§ Stated goal
How many lines in the data below contain the word "microphone"? Reply with the number alone.

§ Dataset rows
—————

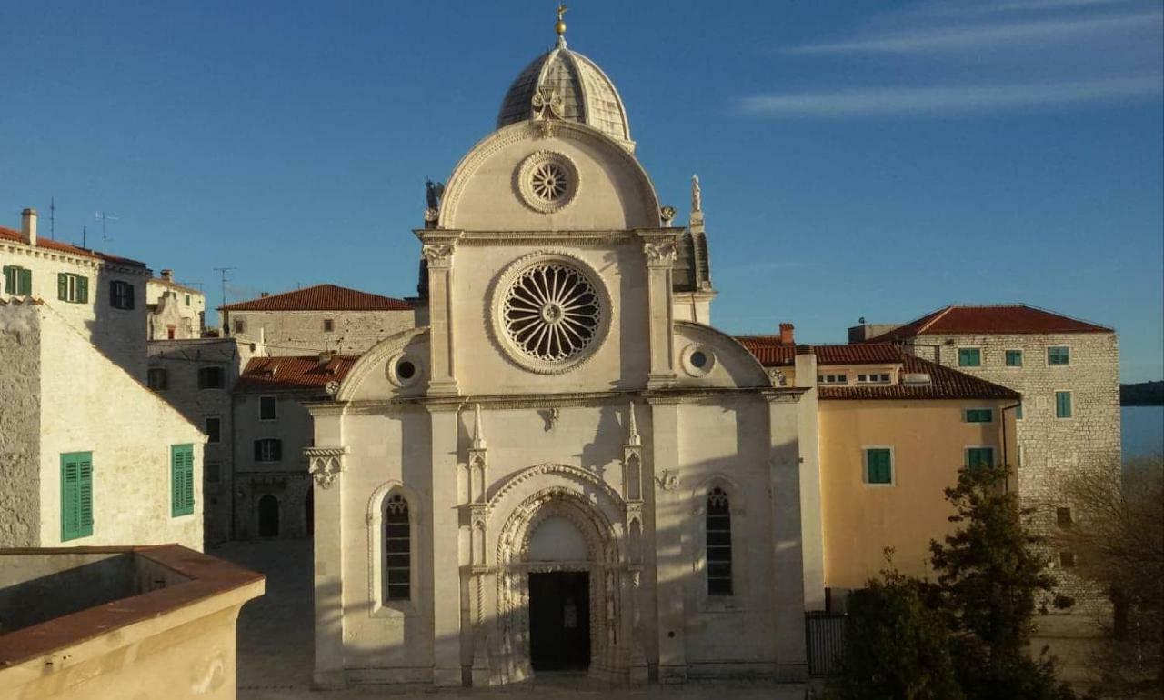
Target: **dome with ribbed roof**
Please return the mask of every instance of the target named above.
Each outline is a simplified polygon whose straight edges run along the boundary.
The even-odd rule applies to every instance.
[[[567,49],[561,37],[510,85],[497,128],[537,117],[580,122],[634,150],[626,108],[615,84],[592,60]]]

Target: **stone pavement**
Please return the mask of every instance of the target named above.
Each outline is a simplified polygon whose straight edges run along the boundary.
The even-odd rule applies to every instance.
[[[228,542],[207,553],[267,574],[267,594],[239,615],[239,700],[393,700],[463,698],[601,698],[602,700],[803,700],[804,686],[772,683],[691,683],[682,686],[624,687],[581,674],[541,677],[532,684],[494,688],[362,686],[346,691],[311,690],[312,572],[311,540]]]

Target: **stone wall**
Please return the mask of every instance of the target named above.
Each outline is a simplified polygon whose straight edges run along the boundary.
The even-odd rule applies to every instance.
[[[301,310],[226,312],[227,334],[244,342],[265,344],[268,355],[313,355],[322,350],[340,353],[364,352],[378,341],[416,324],[416,313],[407,310]],[[332,330],[325,330],[325,321]],[[242,330],[236,331],[237,323]]]
[[[925,335],[915,351],[968,374],[1022,393],[1023,417],[1015,421],[1023,505],[1032,507],[1032,529],[1053,537],[1057,509],[1072,508],[1065,486],[1086,469],[1120,470],[1120,347],[1115,334]],[[936,347],[927,347],[936,345]],[[981,366],[959,367],[958,348],[981,349]],[[1048,364],[1049,347],[1070,348],[1070,364]],[[1006,351],[1022,350],[1021,367],[1006,366]],[[1071,417],[1056,417],[1055,393],[1071,392]],[[1072,508],[1078,519],[1078,509]],[[1060,591],[1081,609],[1107,605],[1105,592],[1080,581],[1060,565],[1058,550],[1043,549],[1059,579]],[[1053,609],[1053,608],[1052,608]]]
[[[0,300],[0,548],[40,544],[41,324]]]

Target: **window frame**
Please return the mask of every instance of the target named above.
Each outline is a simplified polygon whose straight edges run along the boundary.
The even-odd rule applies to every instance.
[[[870,479],[870,451],[885,450],[889,452],[889,480],[873,481]],[[893,445],[861,445],[861,484],[872,487],[886,487],[897,485],[897,455]]]
[[[1051,352],[1055,350],[1063,350],[1065,353],[1066,362],[1051,362]],[[1070,367],[1071,366],[1071,345],[1048,345],[1046,347],[1046,366],[1049,367]]]
[[[263,417],[263,402],[270,400],[271,402],[271,417]],[[258,420],[264,423],[270,423],[279,420],[279,398],[275,394],[263,394],[258,397]]]

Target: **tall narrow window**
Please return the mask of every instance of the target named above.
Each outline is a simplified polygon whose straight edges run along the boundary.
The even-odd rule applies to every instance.
[[[396,493],[384,501],[384,598],[412,597],[412,533],[409,501]]]
[[[61,455],[61,541],[93,534],[93,452]]]
[[[731,595],[731,509],[723,488],[708,494],[707,530],[708,594]]]

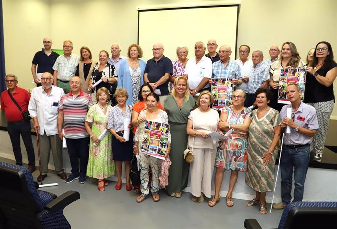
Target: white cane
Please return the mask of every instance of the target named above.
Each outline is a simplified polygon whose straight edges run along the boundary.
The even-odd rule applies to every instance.
[[[270,206],[270,210],[269,213],[272,213],[272,207],[273,206],[273,202],[274,201],[274,196],[275,195],[275,191],[276,191],[276,186],[277,184],[277,178],[278,177],[278,172],[280,171],[280,167],[281,166],[281,156],[282,156],[282,149],[283,148],[283,139],[284,139],[284,133],[282,135],[282,142],[281,142],[281,151],[280,152],[280,159],[278,160],[278,167],[277,167],[277,172],[276,174],[276,180],[275,181],[275,185],[274,186],[274,191],[273,193],[273,198],[272,199],[272,204]]]

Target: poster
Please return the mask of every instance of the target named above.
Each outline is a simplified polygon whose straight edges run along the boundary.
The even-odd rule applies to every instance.
[[[146,121],[141,144],[141,152],[164,160],[168,147],[169,125]]]
[[[233,104],[232,96],[234,91],[232,78],[214,79],[212,82],[211,92],[214,102],[212,105],[215,110],[221,110],[225,106]]]
[[[307,71],[304,68],[289,68],[281,70],[278,88],[278,103],[290,103],[286,95],[286,87],[291,83],[295,83],[300,86],[302,91],[301,100],[304,98],[304,89],[305,88],[305,79]]]

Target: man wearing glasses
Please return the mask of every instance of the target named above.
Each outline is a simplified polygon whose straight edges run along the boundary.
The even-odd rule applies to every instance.
[[[54,69],[54,86],[63,89],[65,94],[70,92],[69,81],[76,73],[76,68],[80,62],[80,57],[71,53],[73,48],[73,43],[69,40],[63,42],[63,54],[59,56],[53,66]]]
[[[216,52],[218,45],[216,44],[216,40],[209,40],[207,41],[207,51],[208,53],[206,54],[206,57],[211,59],[212,63],[220,60],[219,54]]]
[[[41,158],[41,176],[38,181],[44,180],[48,174],[50,150],[53,154],[55,170],[58,175],[65,180],[67,175],[63,167],[62,142],[57,130],[58,106],[64,92],[52,85],[53,75],[45,72],[41,76],[42,86],[34,88],[29,101],[28,110],[33,118],[33,126],[39,134]]]
[[[41,78],[42,73],[46,72],[50,73],[51,74],[54,73],[53,66],[59,57],[59,54],[51,50],[52,44],[53,42],[51,38],[45,38],[43,39],[44,50],[37,52],[33,58],[32,74],[37,87],[41,86],[40,79]],[[37,71],[37,65],[38,66]]]
[[[5,80],[8,90],[4,91],[1,94],[1,109],[4,110],[7,120],[7,129],[12,143],[16,164],[22,165],[22,155],[20,147],[21,135],[27,150],[28,169],[33,172],[36,169],[35,156],[32,143],[30,121],[24,119],[22,112],[11,98],[12,96],[21,111],[25,111],[28,110],[30,95],[27,90],[17,86],[18,77],[15,75],[7,74]]]
[[[168,94],[168,79],[173,73],[173,66],[171,60],[163,55],[163,44],[154,44],[152,50],[153,58],[149,59],[145,66],[144,83],[149,83],[163,104]]]
[[[295,187],[293,201],[302,201],[304,183],[310,157],[310,143],[319,128],[314,107],[301,101],[302,91],[296,84],[291,84],[286,88],[287,98],[290,104],[282,107],[280,115],[281,126],[290,127],[290,133],[285,134],[281,155],[281,190],[282,202],[273,205],[274,209],[282,209],[290,203],[293,185],[293,172]],[[291,118],[287,117],[287,110],[292,110]]]

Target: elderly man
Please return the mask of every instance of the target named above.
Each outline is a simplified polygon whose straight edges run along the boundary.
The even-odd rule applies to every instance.
[[[247,94],[244,106],[248,107],[255,102],[255,92],[258,88],[266,88],[268,86],[269,66],[262,62],[263,52],[261,50],[254,51],[252,54],[253,66],[249,74],[248,93]]]
[[[54,85],[57,86],[69,93],[70,88],[69,81],[76,73],[80,57],[71,53],[74,47],[73,42],[69,40],[63,42],[64,54],[59,56],[53,66],[54,69]]]
[[[216,52],[216,49],[217,48],[218,45],[216,44],[216,40],[209,40],[207,41],[207,51],[208,51],[208,53],[205,56],[211,59],[212,63],[220,60],[219,54]]]
[[[39,182],[44,180],[48,174],[50,150],[58,176],[62,180],[67,178],[62,168],[62,142],[57,131],[58,106],[64,92],[62,88],[52,85],[53,79],[53,75],[50,73],[42,74],[42,86],[33,89],[28,106],[30,116],[33,118],[33,127],[39,133],[40,138],[41,174],[38,177]]]
[[[35,156],[32,142],[30,121],[25,120],[22,111],[28,110],[30,95],[27,90],[20,88],[18,77],[14,74],[7,74],[5,77],[8,90],[1,94],[1,109],[4,110],[7,120],[7,130],[12,143],[16,164],[22,165],[22,155],[20,147],[20,135],[27,150],[28,169],[33,172],[35,171]],[[18,106],[14,103],[15,101]]]
[[[199,96],[199,92],[208,90],[209,80],[212,77],[212,61],[205,56],[206,50],[201,41],[194,45],[195,57],[187,61],[184,76],[187,77],[190,92],[194,96]]]
[[[149,83],[163,104],[168,94],[168,79],[173,73],[173,66],[171,60],[163,54],[162,44],[154,44],[152,50],[153,58],[149,59],[145,66],[144,83]]]
[[[107,62],[110,64],[115,66],[117,75],[119,75],[119,66],[121,66],[121,63],[123,59],[126,58],[126,57],[122,56],[121,53],[121,47],[117,43],[114,43],[111,45],[111,56]]]
[[[61,139],[65,137],[71,165],[71,174],[65,183],[79,178],[80,184],[84,184],[86,181],[90,142],[85,129],[85,117],[92,106],[92,100],[90,95],[81,90],[82,83],[79,76],[72,76],[69,83],[71,91],[61,97],[59,102],[57,129],[59,137]],[[65,134],[62,133],[63,123]]]
[[[273,205],[274,209],[282,209],[290,203],[293,185],[293,173],[295,187],[293,201],[302,201],[304,183],[310,157],[310,143],[319,128],[316,111],[301,101],[302,91],[295,84],[286,88],[287,98],[290,104],[284,105],[280,112],[281,126],[290,127],[290,133],[285,134],[281,156],[281,190],[282,202]],[[291,109],[291,118],[287,117],[287,110]]]
[[[45,38],[43,39],[44,50],[37,52],[33,58],[32,74],[37,87],[41,86],[40,79],[43,73],[48,72],[51,74],[54,73],[53,66],[59,57],[59,54],[51,50],[52,44],[53,42],[51,38]],[[38,66],[37,71],[36,70],[37,65]]]
[[[248,59],[251,48],[248,45],[242,45],[239,48],[239,58],[235,60],[241,69],[242,74],[242,84],[237,86],[237,89],[242,89],[247,94],[248,93],[248,81],[249,73],[253,67],[253,62]]]
[[[272,63],[278,60],[278,55],[280,55],[281,50],[280,47],[277,44],[273,44],[270,46],[269,49],[269,56],[270,59],[266,59],[263,61],[263,63],[266,65],[270,65]]]

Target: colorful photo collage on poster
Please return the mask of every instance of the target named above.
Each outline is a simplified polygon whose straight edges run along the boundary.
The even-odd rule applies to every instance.
[[[306,75],[307,72],[304,68],[282,69],[281,70],[279,82],[281,86],[278,88],[279,103],[290,103],[286,95],[286,87],[291,83],[296,84],[301,88],[301,100],[303,101]]]
[[[234,91],[234,85],[232,83],[232,79],[226,78],[212,80],[211,92],[214,99],[212,105],[213,109],[221,110],[224,106],[233,104],[232,96]]]
[[[160,122],[146,121],[141,144],[141,152],[157,158],[165,159],[169,127],[169,125]]]

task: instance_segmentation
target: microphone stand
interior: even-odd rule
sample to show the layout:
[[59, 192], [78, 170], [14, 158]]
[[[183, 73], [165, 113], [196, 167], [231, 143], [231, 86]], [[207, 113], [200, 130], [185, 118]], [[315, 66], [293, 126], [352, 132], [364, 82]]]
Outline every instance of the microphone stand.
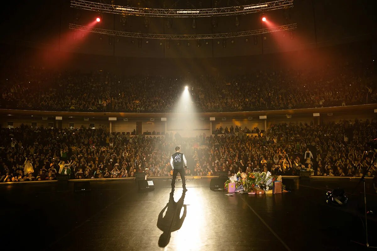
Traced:
[[[360, 242], [356, 242], [354, 240], [351, 240], [351, 241], [352, 242], [357, 243], [359, 245], [362, 245], [362, 246], [365, 246], [367, 248], [377, 248], [377, 246], [369, 246], [369, 243], [368, 242], [368, 218], [367, 218], [367, 216], [366, 214], [366, 193], [365, 191], [365, 175], [366, 175], [367, 173], [368, 173], [368, 171], [369, 169], [370, 169], [371, 167], [372, 167], [372, 166], [373, 165], [373, 164], [374, 163], [374, 162], [376, 161], [376, 160], [377, 160], [377, 156], [375, 156], [374, 157], [374, 159], [373, 159], [373, 161], [372, 161], [372, 163], [371, 163], [371, 165], [369, 166], [369, 167], [368, 167], [366, 170], [365, 170], [365, 171], [364, 172], [364, 173], [363, 174], [363, 176], [362, 176], [361, 178], [360, 179], [360, 181], [359, 181], [358, 183], [357, 183], [357, 184], [356, 186], [356, 187], [355, 188], [355, 190], [356, 190], [357, 188], [357, 187], [359, 187], [360, 183], [361, 183], [362, 182], [363, 182], [364, 185], [364, 207], [365, 216], [365, 240], [366, 242], [366, 243], [361, 243]], [[353, 193], [352, 193], [352, 194]]]

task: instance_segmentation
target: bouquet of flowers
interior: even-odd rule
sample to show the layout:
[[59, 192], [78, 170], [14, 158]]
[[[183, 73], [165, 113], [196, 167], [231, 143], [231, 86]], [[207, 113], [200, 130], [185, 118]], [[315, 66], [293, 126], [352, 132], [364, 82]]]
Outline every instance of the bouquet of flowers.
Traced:
[[224, 188], [227, 189], [228, 185], [229, 183], [236, 183], [236, 187], [238, 187], [239, 186], [242, 185], [242, 181], [241, 177], [241, 174], [239, 172], [235, 174], [234, 176], [231, 176], [229, 179], [225, 182], [225, 183], [224, 184]]

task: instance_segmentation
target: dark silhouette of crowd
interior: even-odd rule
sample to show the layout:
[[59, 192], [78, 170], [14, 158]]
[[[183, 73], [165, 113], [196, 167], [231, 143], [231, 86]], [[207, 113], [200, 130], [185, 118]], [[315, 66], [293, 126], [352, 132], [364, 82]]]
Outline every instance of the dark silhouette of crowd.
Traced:
[[1, 80], [0, 107], [63, 111], [170, 112], [188, 84], [198, 112], [337, 106], [377, 103], [372, 65], [307, 72], [251, 71], [231, 77], [115, 75], [28, 68]]
[[[236, 126], [184, 138], [172, 133], [132, 136], [107, 129], [0, 129], [1, 182], [170, 176], [170, 156], [180, 145], [187, 175], [267, 171], [282, 175], [360, 176], [377, 153], [366, 143], [377, 138], [375, 121], [273, 125], [267, 132]], [[377, 175], [374, 163], [367, 176]]]

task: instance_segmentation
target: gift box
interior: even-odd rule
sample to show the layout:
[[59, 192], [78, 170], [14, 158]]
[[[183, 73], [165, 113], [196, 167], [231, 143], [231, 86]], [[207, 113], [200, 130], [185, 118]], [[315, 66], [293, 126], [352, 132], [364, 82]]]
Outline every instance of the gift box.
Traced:
[[274, 181], [274, 185], [272, 188], [273, 193], [281, 193], [282, 190], [281, 181]]
[[255, 194], [263, 194], [264, 193], [264, 190], [259, 187], [253, 187], [253, 190], [255, 192]]
[[236, 191], [236, 183], [229, 183], [228, 184], [228, 192], [234, 193]]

—————

§ Result for this exercise
2